• [TEXT PROVIDED]
The coat was donated Monday, and Miller said the folks at Goodwill told him it was likely set out on the floor that same day or possibly Tuesday morning.

"Honestly, I just think I forgot," he said. "I knew it was in my closet somewhere, but we were just grabbing stuff and I threw it in a pile and thought, 'I don't wear that anymore.'"

It wasn't until Wednesday that Miller said he realized what had happened.

By then, the coat was nowhere to be found at the Goodwill center on Roswell Road in Buckhead.

"That ring means more to me than anything I can explain," he said.

Miller described the coat in hopes that someone might identify the ring and return it.

"It was still in the Helzburg box and it was inside a coat pocket on left side of the coat," he said. "It is a black ski jacket with gray stripes."

The ring is a square princess-cut solitaire with smaller diamonds surrounding it. The setting is white gold.

Even though that ring means the world to Miller and his fiancee, Cara Epstein, they said they're not going to postpone their plans.

"It's a setback, but we'll move forward," Epstein said. "I'm trying to be positive."

Miller said he still plans to fly back home to Akron, Ohio, and ask Cara's father for her hand in marriage.

He just hopes he has something to put on her finger once he gets the blessing.

"She's a school teacher and I'm a landscaper," he said. "We obviously don't make enough money to afford something like that on a regular basis. It was a very large purchase for us, and I just made a very bad mistake."

The ring was not insured. The couple is just hoping someone will find it and come forward.

• [WORKING DATA]
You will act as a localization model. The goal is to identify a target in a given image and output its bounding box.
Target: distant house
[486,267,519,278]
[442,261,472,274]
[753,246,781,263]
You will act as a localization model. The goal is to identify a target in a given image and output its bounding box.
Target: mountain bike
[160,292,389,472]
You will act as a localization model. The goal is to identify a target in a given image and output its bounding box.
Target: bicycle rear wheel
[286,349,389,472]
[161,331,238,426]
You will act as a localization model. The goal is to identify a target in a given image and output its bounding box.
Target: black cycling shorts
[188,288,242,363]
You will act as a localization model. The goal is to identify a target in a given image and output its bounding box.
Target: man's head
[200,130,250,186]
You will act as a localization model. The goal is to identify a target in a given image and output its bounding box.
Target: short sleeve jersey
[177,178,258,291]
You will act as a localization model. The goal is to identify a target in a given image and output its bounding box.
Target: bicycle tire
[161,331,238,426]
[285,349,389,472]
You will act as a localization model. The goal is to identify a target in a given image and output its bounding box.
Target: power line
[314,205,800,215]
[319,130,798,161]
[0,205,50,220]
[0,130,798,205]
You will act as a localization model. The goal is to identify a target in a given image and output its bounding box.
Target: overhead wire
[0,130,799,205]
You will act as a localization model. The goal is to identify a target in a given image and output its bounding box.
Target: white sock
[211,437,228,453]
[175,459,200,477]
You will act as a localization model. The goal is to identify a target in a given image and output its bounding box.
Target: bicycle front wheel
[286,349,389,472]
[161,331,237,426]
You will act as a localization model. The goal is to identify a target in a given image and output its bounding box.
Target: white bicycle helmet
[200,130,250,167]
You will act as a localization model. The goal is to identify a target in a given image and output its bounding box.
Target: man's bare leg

• [WHAT YOU NEED TO DO]
A – Rewrite the passage of the lost-ring article from "It wasn't until" to "Road in Buckhead.", substituting "Thursday" for "Wednesday".
B – Copy out the records from their beginning through the line containing "[175,459,200,477]", that line included and the requests kept as they are, and multiply every bounding-box coordinate by 2.1, rounding each result to a whole number with halves rounded up.

• [COMPLETED EXERCISE]
A –
It wasn't until Thursday that Miller said he realized what had happened.

By then, the coat was nowhere to be found at the Goodwill center on Roswell Road in Buckhead.

B –
You will act as a localization model. The goal is to identify a target in a given image and output its bounding box.
Target: distant house
[1021,561,1090,584]
[928,548,991,575]
[1581,517,1640,552]
You will act as a localization model. The goal is to identify a target in a given image and output its bounding box.
Target: mountain bike
[336,613,817,991]
You will act as a localization model. The goal is to identify a target in a given image and output its bounding box.
Target: bicycle rear wheel
[601,733,817,991]
[338,695,500,895]
You will act as a localization model. The goal is to identify a target in a given image and output its bounding box.
Target: black cycling shorts
[395,605,508,762]
You will act as a localization model. The goal is to identify a target in a given image and output its bounding box.
Target: man's head
[420,273,525,391]
You will act as a localization model. The goal is to identify a target in a given image and output its bounding box.
Target: short sleeve jersey
[372,374,542,611]
You will act as a localization model. The goal is to identify a target in a given image and output its bounding box.
Target: bicycle tire
[338,695,500,895]
[599,733,817,991]
You will act as a localization model. The goal is to identify a target in a given image and output its bounding box.
Target: power line
[659,431,1680,452]
[670,273,1676,338]
[0,431,105,462]
[0,273,1676,431]
You will act as a localization model. The goal is to identify a target in a given image and output its bounding box.
Target: overhead wire
[0,273,1678,431]
You will act as a localization model. The goal is to identify a target in a given image and output its bounding box.
Target: white sock
[443,918,479,951]
[368,964,420,1002]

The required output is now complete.